[Begin]
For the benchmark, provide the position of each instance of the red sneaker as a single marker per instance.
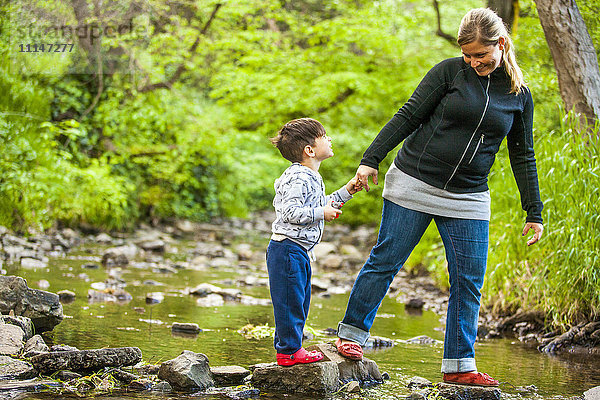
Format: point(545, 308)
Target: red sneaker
point(300, 357)
point(471, 379)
[End]
▶ **Task goal**
Pull every line of the entries above into your answer word for word, omitting the pictures.

▶ **Full solution**
For the benchmark, provide the position of each instance of the red sneaker as a single marker per instance.
Format: point(545, 308)
Target: red sneaker
point(300, 357)
point(471, 379)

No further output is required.